RGB-IR Sensor for Automotive Cabin Application

Date: March 17, 2021

Author: Akshay Srinivasa

Vehicles are mandated with cabin sensing for either driver monitoring or left out child monitoring. This has made use of camera inside the vehicle cabin mainstream. Having a camera inside the cabin gives an opportunity to include more features when the car is on the go when child left behind feature is not in use. RGB-IR type of sensors are the ones predominantly used for this. However, separating the RGB feed and IR feed with existing ISP is a new problem put forth, read on to understand how RGB-IR filtering is done and how it she road ahead for automotive cabin application.

Introduction

Driver monitoring system is mandated by various governing bodies, making OEMs to incorporate a system that tracks various facial features to determine the sleep deprivation and ability to drive. Camera sensor is widely used for this application. In addition to driver monitoring, another safety feature- cabin monitoring/ left out child monitoring. One of the preferred camera sensors for this application is RGB-IR, which combines RGB (for human vision) as well as IR (for machine vision), where in IR is used for face landmark tracking and in turn for driver state monitoring. RGB channels opens up the opportunity for the OEMs to integrate new features such as video calling, video conferencing and for large transport companies to keep an eye on its fleet drivers.

Figure 1: Cabin sensing and Driver state monitoring

RGB-IR sensor combines the capabilities of RGB sensor and IR sensor in one single sensor. However, the additional IR pixel in the RGBIR sensor reduces the effective number of pixels allocated to visible region introducing aliasing artifacts. Also, the presence of IR content in R, G and B channels poses new challenges in accurate colour reproduction. Sharpness and colour reproduction are very important image quality factors for visual aesthetic as well as computer vision algorithms. The image processing pipeline has not been fully explored for RGB-IR sensors.

Colour image sensors based on RGB colour filter arrays (CFAs) are now a robust, cost−effective and widely available solution for visible−light imaging. Bayer sensors with IR cut filters restricts only a certain portion of visible spectrum to pass through it and capture either of the three primary channels (R, G or B). Single sensor RGB-IR cameras provides the power of both Bayer and NIR sensors without the need of two separate cameras. In case of RGB-IR sensor depending on the pattern (2x2 or 4x4), for every 2x2 block either B, R or G is replaced by IR(Infrared) pixel.

* * * * * * * * *

WORK TO DO:
• 1. According to the RGB-IR sensor article, what replaces either B, R, or G in every 2x2 block of an RGB-IR sensor?
• 2. List every new feature that the RGB-IR sensor article says the RGB channels let OEMs integrate.
• 3. Pick up the RGB-IR sensor article after its final sentence and keep writing it.

* * * * * * * * *

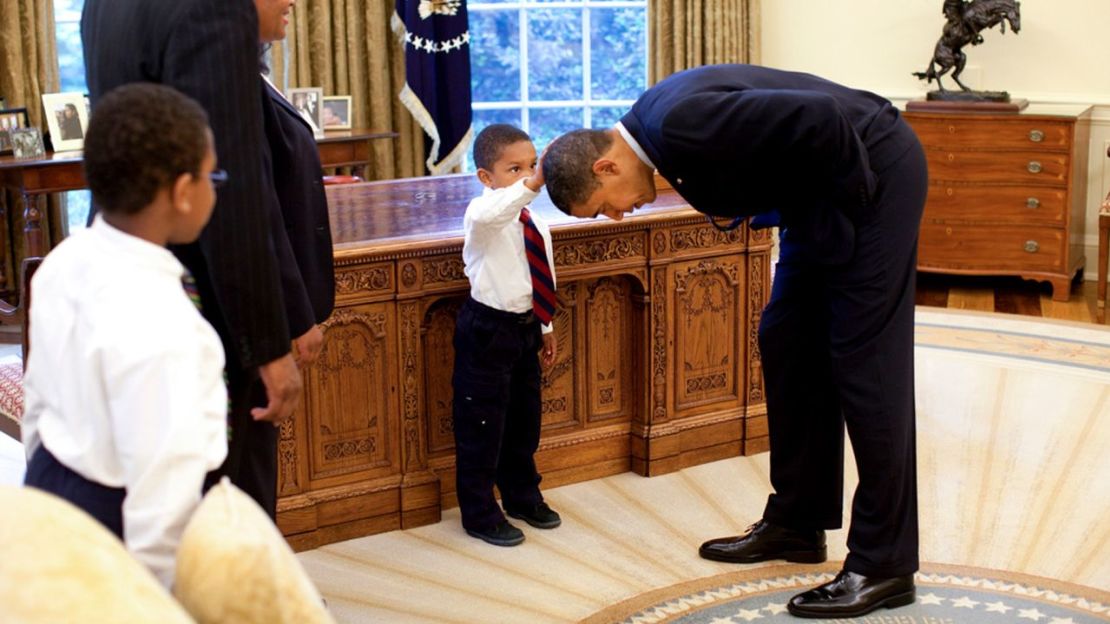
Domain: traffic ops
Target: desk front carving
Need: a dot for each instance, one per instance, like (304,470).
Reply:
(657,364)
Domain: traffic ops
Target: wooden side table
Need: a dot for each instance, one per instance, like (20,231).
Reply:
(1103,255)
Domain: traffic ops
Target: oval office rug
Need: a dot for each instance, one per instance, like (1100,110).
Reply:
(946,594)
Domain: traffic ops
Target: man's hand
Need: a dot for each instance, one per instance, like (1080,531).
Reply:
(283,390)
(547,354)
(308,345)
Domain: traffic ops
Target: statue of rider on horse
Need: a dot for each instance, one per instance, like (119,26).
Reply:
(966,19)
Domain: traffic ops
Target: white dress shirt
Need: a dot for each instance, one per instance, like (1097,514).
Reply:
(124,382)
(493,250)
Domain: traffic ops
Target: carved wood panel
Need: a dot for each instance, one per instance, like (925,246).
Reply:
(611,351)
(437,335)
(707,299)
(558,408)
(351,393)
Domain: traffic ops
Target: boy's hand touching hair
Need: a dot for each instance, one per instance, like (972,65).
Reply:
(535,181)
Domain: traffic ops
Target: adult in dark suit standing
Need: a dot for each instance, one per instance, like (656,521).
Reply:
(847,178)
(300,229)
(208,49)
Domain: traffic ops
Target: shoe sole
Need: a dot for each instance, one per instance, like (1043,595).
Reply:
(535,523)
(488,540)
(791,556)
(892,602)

* * * * * * * * *

EXERCISE RESULTS:
• 1. An IR (infrared) pixel replaces it.

• 2.
- Video calling
- Video conferencing
- Monitoring of fleet drivers by large transport companies

• 3.
Traditional Image processing Pipeline

Figure 2: Cabin sensing and Driver state monitoring

Video processing Pipeline for RGB-IR

Figure 3: Video Processing Pipeline for RGB-IR

Figure 4: RGB-IR Output

Challenges in RGB-IR

BGB-IR puts forth numerous challenges in getting the RGB channel and IR channel output from a single sensor, some of which are listed below

  • Most of existing ISPs do not support processing 4x4 RGB-IR directly. Requires pre-processing algorithm to extract RGB and IR to form 2 streams (RGB & IR).
  • Recovering accurate colors for RGB due to presence of NIR (crosstalk between IR and RGB because of dual band filter allowing visible and NIR)
  • Recovering resolution or sharpness (lost due to reduced R and B pixels in place of NIR)
  • A/B mode (proprietary to OV sensor) and main challenge it poses at framework level to switch ISP context (set of ISP parameters to be loaded for RGB path and NIR path) for every frame.
  • Achieving KPI thresholds and tuning for machine vision applications (ISP-IR) and for human vision applications (ISP-RGB).

PathPartner RGB-IR Solution/IP

PathPartner with extensive experience in IQ tuning and automotive imaging for ADAS recently developed RGB-IR solution for commonly used ISP platforms from TI, Qualcomm and more. PathPartner solution was developed for extended DMS application for video conferencing in car.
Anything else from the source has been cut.